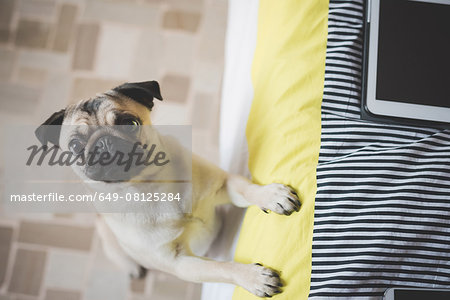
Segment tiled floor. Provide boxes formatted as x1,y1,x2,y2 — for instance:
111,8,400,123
0,0,227,300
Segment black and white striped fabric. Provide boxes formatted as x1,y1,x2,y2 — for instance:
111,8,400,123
309,0,450,299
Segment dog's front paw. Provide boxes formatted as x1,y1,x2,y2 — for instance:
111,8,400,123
258,183,301,216
241,264,283,298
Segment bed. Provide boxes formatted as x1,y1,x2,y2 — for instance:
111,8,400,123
202,0,450,300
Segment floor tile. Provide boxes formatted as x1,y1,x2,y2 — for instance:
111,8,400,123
45,251,89,290
44,289,81,300
8,249,46,296
19,221,94,251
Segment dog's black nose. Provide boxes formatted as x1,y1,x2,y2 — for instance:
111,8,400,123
94,135,113,153
85,135,144,182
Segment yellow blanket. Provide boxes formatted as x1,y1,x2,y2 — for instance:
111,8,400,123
233,0,328,300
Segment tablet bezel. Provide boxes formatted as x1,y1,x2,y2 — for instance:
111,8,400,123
365,0,450,123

▸ What you are asked to do:
Rewrite every line of the listing above, changing "for instance" to "for example" and leaving everything else the same. Leave out the pictures.

▸ Answer to the problem:
Segment tiled floor. Provide boxes formatted as x1,y1,x2,y2 — for example:
111,8,400,123
0,0,227,300
Segment black and white striped fabric. Provide boxes formatted as x1,y1,x2,y2 — for example:
111,8,400,123
309,0,450,299
Segment dog's front paw. Provide boxes formatted as x1,y1,x2,y2 — for example:
111,8,400,123
258,183,301,216
241,264,283,298
Segment bed. Provide boxes formatted as x1,y1,x2,y2 — for example:
111,8,400,123
202,0,450,300
Segment floor tile. Provide boxes formatted as x1,y1,x2,y2 — for example:
111,8,400,123
45,251,89,290
44,289,81,300
8,249,46,296
19,221,94,251
Segment dog's black nose. Provide boxes formatted as x1,y1,x2,y2 — for example:
111,8,400,123
94,135,113,153
85,135,144,182
Segment yellow blanket. Provide boxes formatted as x1,y1,x2,y2 — for example:
111,8,400,123
233,0,328,300
Segment tablet bezel. Provide boxes formatted as x1,y1,x2,y2 — for example:
111,8,400,123
365,0,450,123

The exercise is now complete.